*To do*: From the data below, set down exactly the lines between the one holding "Target: dark jeans" and the one holding "Mark one point on every instance of the acura emblem", inclusive, and no others.

(Provided data Opens)

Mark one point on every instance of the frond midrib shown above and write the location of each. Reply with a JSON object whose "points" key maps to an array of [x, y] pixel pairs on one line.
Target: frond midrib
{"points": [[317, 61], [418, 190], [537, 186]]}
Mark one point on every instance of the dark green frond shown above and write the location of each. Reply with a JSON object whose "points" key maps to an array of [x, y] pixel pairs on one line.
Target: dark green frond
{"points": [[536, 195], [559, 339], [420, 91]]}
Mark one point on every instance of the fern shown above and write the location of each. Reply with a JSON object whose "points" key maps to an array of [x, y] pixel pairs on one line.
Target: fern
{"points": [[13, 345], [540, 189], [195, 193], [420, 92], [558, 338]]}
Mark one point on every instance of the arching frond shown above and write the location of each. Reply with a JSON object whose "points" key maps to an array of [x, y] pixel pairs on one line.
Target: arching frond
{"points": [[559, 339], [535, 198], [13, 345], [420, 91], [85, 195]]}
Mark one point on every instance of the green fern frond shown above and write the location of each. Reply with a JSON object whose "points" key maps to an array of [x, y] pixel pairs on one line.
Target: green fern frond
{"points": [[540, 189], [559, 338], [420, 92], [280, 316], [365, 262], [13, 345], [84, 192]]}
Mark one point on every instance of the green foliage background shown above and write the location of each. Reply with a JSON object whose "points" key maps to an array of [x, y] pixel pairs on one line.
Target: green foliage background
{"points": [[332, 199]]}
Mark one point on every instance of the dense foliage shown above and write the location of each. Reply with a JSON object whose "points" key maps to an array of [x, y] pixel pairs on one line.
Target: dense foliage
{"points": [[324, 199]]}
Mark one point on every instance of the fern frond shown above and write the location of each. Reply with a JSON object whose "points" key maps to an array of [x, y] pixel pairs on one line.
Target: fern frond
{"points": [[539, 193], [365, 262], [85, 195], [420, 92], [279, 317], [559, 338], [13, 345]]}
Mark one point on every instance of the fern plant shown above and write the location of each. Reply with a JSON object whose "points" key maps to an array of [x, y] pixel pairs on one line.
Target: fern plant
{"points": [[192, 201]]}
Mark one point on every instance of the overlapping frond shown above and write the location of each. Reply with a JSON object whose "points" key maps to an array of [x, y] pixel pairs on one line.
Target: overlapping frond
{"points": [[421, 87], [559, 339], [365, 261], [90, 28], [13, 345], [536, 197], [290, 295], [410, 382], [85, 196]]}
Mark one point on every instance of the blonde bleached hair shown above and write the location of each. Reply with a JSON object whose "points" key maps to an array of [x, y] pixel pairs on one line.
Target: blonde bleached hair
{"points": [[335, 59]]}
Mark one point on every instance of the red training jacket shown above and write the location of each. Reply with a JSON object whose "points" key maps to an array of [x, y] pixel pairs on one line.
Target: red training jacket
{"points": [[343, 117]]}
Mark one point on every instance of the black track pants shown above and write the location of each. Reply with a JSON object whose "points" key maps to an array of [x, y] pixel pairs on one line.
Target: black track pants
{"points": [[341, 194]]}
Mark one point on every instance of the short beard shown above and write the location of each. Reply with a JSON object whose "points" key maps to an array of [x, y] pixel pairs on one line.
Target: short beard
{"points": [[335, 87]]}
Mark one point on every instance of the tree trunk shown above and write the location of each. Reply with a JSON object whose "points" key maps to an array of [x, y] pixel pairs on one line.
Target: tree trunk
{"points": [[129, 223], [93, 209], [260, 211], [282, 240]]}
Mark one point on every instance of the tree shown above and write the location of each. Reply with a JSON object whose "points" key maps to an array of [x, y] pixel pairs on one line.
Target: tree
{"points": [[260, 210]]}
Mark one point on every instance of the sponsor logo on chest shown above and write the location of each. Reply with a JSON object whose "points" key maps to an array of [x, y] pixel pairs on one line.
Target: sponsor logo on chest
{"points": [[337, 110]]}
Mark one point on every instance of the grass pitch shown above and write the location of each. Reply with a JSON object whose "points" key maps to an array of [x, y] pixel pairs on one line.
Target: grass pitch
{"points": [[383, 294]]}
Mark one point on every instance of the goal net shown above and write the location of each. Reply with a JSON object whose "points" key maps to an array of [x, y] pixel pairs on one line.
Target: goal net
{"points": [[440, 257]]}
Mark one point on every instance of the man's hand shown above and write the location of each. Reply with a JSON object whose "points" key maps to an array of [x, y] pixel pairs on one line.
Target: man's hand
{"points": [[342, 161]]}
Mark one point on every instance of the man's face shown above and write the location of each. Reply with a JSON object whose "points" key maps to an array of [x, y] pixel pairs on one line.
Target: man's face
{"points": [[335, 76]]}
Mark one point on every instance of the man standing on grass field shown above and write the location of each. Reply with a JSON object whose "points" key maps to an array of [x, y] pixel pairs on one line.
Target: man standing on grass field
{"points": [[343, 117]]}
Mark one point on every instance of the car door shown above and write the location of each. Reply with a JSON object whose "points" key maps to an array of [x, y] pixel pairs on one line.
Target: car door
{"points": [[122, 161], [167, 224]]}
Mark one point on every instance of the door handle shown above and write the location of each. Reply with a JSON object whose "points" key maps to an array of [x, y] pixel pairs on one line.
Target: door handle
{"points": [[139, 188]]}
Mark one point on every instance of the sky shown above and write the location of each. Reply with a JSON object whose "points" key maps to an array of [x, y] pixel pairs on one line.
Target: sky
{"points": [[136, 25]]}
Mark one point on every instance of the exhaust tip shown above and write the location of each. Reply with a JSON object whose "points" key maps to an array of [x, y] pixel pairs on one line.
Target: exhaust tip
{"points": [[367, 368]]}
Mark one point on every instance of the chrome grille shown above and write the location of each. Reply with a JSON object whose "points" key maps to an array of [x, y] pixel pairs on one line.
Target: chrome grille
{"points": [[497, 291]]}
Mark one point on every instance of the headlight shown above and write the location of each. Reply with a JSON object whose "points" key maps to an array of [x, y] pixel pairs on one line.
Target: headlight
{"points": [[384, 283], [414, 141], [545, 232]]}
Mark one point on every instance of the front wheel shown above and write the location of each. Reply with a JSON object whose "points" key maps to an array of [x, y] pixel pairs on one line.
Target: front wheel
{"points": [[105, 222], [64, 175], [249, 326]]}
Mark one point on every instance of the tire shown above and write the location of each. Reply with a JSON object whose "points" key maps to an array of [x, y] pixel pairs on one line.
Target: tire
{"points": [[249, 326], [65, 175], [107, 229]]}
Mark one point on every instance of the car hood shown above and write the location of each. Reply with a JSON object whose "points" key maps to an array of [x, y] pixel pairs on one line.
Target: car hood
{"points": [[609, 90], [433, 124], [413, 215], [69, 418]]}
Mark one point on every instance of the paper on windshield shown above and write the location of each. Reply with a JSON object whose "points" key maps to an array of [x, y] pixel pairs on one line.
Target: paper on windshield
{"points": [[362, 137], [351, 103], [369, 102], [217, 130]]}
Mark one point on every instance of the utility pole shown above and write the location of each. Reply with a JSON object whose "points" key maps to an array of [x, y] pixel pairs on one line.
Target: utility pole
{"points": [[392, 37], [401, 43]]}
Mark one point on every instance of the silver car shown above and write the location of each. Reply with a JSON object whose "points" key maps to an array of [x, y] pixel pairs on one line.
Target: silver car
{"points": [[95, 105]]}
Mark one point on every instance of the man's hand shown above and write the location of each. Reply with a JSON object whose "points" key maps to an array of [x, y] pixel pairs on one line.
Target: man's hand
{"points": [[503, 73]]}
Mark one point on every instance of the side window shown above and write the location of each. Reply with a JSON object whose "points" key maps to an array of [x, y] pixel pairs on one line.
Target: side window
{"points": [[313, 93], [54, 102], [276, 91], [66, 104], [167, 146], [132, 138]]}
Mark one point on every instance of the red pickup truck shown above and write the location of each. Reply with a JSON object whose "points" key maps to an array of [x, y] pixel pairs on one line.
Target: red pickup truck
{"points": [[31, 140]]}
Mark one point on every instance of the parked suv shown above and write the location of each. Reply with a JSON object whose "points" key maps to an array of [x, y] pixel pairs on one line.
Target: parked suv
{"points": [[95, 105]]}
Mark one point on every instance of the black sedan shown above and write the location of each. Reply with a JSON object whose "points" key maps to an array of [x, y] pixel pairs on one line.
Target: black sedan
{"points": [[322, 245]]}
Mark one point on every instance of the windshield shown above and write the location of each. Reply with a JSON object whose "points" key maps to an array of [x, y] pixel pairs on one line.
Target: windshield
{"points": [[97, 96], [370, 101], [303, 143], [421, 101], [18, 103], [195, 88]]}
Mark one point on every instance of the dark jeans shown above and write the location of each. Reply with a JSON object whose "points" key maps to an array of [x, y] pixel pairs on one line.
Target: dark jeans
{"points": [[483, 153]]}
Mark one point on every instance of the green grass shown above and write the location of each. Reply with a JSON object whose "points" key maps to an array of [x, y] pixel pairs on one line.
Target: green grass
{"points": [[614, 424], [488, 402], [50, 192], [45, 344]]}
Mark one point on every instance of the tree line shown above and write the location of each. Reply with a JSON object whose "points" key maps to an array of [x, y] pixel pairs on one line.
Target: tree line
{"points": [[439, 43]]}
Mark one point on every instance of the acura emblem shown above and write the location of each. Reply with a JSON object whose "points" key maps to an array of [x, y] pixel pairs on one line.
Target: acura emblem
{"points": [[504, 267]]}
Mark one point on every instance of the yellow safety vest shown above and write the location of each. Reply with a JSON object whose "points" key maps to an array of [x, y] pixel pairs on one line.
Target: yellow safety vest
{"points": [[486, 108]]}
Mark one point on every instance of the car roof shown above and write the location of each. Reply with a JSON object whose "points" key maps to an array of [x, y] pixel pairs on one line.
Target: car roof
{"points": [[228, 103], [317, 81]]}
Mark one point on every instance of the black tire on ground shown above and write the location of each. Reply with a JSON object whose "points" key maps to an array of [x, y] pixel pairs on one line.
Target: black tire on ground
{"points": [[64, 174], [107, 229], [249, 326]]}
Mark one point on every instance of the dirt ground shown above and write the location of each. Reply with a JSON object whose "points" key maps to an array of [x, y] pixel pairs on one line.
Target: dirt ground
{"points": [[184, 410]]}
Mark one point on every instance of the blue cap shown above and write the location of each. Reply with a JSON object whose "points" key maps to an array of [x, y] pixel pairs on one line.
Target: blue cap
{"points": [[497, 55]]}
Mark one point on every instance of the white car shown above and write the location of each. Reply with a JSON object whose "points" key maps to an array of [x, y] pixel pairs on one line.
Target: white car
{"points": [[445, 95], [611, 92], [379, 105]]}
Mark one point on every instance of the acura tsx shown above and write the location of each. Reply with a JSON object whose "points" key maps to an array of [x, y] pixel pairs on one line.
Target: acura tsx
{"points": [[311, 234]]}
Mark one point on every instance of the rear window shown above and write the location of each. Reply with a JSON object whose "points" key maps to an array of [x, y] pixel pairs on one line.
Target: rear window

(Provided data Closes)

*Written response*:
Target: dark jeans
{"points": [[483, 153]]}
Mark one point on every instance of the green grass shown above and write the location of each. Reply with a JSON object whose "points" key maps to an array of [x, y] pixel pairs on one line.
Target: green grass
{"points": [[614, 424], [488, 402], [50, 192], [45, 344]]}
Mark one point on every instance of the tree line shown above and write the location of each. Reply with a JSON object whose "points" key maps to an array of [x, y] pixel pairs on one line.
Target: tree line
{"points": [[439, 43]]}
Mark one point on every instance of the acura emblem shown above and write the location of each. Reply with a JSON object whose "points" key maps to an array of [x, y] pixel pairs on one line.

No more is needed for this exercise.